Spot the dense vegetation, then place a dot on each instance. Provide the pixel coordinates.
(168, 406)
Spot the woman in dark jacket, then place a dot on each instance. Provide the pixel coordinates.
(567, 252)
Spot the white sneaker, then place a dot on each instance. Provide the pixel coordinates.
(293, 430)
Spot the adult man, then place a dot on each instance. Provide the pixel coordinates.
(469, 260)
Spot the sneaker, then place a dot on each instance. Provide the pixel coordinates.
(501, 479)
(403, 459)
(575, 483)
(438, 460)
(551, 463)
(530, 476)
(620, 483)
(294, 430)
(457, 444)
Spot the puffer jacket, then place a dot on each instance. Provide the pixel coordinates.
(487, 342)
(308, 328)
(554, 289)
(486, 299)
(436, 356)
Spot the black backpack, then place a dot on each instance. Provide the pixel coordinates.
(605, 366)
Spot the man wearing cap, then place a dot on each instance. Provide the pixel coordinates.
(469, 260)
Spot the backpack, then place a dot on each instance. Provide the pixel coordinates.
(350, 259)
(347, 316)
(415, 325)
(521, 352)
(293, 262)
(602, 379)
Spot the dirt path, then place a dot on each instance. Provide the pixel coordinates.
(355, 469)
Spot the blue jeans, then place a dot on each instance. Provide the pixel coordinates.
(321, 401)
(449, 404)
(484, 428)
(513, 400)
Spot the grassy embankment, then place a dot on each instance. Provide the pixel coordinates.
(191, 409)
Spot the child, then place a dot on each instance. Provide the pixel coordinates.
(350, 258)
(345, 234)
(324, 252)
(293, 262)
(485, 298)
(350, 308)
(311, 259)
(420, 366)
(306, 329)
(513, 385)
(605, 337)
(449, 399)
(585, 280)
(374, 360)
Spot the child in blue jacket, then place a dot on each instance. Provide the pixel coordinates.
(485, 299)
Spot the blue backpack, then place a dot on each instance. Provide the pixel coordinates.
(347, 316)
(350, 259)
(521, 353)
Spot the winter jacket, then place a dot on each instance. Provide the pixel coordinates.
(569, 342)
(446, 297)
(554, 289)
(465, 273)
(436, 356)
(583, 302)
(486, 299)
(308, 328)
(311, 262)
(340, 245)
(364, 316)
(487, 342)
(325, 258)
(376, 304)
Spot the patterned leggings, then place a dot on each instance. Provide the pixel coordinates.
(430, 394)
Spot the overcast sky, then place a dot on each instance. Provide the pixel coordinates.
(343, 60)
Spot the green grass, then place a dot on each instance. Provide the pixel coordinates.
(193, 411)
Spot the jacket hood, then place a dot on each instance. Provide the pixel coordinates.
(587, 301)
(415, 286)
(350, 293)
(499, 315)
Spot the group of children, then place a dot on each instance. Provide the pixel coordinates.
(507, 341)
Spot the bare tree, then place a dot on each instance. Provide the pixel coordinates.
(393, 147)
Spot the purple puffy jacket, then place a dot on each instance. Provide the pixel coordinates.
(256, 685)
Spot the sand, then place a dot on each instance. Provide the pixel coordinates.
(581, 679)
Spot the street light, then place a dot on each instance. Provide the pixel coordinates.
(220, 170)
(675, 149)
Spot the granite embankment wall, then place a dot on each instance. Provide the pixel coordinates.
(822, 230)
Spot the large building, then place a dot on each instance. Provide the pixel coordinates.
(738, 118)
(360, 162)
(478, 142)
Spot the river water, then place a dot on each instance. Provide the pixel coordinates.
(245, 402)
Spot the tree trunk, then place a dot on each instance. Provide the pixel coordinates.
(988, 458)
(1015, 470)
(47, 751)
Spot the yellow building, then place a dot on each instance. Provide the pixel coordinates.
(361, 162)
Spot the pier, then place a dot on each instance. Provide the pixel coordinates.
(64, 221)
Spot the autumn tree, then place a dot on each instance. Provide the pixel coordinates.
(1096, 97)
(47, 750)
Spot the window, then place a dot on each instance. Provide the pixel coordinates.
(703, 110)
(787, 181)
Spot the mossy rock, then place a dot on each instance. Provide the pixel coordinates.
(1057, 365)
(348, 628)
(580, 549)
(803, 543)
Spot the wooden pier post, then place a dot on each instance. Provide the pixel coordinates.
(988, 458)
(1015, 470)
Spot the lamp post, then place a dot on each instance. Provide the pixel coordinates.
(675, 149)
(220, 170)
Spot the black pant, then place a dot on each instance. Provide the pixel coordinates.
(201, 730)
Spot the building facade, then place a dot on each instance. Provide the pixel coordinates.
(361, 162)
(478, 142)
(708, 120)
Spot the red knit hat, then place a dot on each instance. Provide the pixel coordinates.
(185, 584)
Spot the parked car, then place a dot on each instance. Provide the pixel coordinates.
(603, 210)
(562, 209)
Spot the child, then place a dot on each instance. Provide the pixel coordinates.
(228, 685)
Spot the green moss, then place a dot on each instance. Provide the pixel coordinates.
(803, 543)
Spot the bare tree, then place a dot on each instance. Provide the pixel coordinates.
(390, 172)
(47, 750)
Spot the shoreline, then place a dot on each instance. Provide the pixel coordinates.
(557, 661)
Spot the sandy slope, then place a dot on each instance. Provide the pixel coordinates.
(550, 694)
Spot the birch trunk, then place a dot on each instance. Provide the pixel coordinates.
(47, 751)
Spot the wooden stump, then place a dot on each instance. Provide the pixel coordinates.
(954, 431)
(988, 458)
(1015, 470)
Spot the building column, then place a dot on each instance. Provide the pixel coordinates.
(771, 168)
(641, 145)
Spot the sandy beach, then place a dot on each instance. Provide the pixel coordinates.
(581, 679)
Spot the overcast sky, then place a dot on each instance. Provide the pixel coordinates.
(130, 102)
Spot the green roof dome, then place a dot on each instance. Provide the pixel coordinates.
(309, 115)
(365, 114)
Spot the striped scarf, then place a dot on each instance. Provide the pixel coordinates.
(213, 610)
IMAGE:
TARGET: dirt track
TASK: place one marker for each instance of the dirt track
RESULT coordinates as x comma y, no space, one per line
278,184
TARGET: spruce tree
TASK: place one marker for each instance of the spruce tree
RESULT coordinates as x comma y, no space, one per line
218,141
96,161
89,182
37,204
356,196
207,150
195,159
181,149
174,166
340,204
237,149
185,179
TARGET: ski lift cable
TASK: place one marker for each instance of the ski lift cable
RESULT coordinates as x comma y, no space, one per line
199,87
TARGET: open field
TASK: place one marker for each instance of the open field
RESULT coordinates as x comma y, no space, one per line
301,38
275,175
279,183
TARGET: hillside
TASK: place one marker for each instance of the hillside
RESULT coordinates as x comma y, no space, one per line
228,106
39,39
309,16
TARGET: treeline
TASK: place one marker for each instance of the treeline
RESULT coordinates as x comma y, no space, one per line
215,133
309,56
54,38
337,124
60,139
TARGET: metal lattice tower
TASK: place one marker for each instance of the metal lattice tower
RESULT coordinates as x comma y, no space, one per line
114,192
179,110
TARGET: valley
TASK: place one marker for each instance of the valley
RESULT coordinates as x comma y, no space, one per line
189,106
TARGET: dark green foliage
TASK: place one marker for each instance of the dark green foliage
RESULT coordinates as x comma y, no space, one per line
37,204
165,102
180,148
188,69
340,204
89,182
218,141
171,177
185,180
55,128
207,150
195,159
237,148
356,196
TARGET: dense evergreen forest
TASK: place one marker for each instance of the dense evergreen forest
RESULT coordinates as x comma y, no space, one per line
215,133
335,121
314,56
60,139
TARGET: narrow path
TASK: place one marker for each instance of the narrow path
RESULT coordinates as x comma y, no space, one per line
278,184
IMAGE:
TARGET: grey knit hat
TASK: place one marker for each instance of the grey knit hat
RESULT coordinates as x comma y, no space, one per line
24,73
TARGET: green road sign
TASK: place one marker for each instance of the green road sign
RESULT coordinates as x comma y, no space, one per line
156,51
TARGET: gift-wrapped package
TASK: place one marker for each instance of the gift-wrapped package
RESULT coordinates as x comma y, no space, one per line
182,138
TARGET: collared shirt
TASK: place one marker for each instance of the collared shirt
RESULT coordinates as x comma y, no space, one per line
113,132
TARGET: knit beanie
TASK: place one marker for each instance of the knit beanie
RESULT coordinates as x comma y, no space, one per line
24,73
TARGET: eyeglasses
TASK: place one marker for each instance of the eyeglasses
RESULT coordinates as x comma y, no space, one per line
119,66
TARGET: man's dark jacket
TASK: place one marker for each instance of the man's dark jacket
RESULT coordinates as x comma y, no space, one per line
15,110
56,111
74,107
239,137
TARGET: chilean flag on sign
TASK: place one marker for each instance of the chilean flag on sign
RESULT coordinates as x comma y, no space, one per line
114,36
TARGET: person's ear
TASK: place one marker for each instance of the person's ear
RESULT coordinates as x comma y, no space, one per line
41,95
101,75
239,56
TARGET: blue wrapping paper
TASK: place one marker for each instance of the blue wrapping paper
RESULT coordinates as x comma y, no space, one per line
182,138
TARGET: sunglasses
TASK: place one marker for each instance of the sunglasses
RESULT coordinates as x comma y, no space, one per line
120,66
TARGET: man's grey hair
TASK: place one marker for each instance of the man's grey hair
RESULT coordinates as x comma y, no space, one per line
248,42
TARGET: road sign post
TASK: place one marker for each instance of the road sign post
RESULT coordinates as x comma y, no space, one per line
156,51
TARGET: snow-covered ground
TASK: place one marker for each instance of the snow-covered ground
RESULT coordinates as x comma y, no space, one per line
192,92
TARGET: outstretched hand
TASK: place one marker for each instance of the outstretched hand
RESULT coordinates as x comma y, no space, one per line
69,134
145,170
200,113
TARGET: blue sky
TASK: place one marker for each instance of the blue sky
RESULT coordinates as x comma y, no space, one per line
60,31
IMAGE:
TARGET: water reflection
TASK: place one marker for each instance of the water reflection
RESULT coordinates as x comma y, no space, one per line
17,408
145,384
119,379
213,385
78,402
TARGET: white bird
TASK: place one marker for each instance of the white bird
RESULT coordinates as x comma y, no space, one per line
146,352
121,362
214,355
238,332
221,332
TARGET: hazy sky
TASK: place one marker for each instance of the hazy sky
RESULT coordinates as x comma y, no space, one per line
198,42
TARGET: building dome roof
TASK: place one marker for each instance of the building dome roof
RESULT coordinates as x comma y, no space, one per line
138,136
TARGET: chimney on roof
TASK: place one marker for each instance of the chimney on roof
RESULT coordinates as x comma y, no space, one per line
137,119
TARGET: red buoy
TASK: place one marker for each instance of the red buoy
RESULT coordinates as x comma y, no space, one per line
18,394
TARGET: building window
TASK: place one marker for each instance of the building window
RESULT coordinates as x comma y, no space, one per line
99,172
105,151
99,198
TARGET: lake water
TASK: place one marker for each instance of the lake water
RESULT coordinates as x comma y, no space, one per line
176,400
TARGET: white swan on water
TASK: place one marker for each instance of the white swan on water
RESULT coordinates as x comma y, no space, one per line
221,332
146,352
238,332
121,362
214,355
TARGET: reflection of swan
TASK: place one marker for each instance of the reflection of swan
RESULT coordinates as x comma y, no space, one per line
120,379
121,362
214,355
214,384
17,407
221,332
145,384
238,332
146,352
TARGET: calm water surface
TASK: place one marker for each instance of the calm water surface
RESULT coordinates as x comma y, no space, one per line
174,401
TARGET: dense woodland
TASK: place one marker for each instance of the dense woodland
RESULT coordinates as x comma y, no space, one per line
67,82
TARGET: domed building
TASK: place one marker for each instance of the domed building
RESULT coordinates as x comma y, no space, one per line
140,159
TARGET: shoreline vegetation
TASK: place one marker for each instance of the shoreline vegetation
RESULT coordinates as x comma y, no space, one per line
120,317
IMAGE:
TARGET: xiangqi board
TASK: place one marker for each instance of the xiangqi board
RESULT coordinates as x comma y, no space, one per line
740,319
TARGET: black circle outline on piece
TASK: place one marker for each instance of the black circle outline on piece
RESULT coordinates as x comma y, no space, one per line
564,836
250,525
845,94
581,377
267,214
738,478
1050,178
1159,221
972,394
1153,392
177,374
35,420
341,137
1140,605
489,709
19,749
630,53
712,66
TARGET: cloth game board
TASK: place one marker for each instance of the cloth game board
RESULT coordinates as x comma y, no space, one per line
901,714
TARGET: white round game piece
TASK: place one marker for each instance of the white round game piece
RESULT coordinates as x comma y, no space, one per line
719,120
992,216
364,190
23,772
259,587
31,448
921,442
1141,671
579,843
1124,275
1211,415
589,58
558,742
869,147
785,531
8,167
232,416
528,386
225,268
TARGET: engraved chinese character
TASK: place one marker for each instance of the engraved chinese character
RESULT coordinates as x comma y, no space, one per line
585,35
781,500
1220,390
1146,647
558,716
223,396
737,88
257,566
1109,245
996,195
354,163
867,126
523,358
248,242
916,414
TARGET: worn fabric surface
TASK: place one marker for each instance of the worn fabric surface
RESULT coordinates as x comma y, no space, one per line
---
■ Task objective ■
Give back exactly the lines above starting at the line where "TARGET: dirt track" appears and ending at the line where "TARGET: green road sign" appears, both included, with no other lines.

■ Expected answer ■
TARGET: dirt track
TASK: place one marker for each instance of the dirt track
RESULT coordinates as x comma y, no space, one per line
278,184
TARGET: spruce tree
TASK: place one marker for each instance of the spruce tree
RESULT coordinates as x comma y, no space, one per line
218,141
96,161
89,182
37,204
356,196
207,150
195,159
181,149
174,166
340,204
237,149
185,179
TARGET: ski lift cable
TASK: place one marker for each instance of the ski lift cable
RESULT coordinates as x comma y, no space, one per line
199,87
TARGET: open field
TASK: place one marker for each instance of the open field
RESULT coordinates as x comma y, no space, one per line
301,38
275,175
279,183
TARGET: hillside
TASK: place one marker for each instance of the hillside
RESULT coordinates as x comma y, no space, one per line
228,106
39,39
309,16
TARGET: treeline
TASK: place one marker for each instance of the treeline
RESULT coordinates as x comma y, no space, one per line
215,133
309,56
54,38
337,124
60,139
TARGET: metal lattice tower
TASK: place one marker for each instance of the metal lattice tower
RESULT coordinates as x comma y, no space, one per line
114,192
179,110
TARGET: valley
TASK: place one marker for each instance of the valley
RESULT coordinates as x comma y, no space, one per line
189,106
TARGET: dark green foliage
TASK: place one marker for each instance of the dark green foliage
RESULT coordinates as x comma y, no space, one per line
37,204
165,102
180,148
188,69
340,204
89,182
218,141
171,177
185,180
55,128
207,150
195,159
237,148
356,196
TARGET: dense evergreen forest
TASK: place one marker for each instance of the dense evergreen forest
RESULT coordinates as x comma y, no space, one per line
215,133
335,121
314,56
60,139
TARGET: narrow path
TASK: place one marker for each instance of the narrow path
RESULT coordinates as x comma y, no space, one per line
278,184
IMAGE:
TARGET: grey knit hat
TASK: place one marker for each instance of the grey knit hat
RESULT coordinates as x comma y, no space, one per line
24,73
TARGET: green road sign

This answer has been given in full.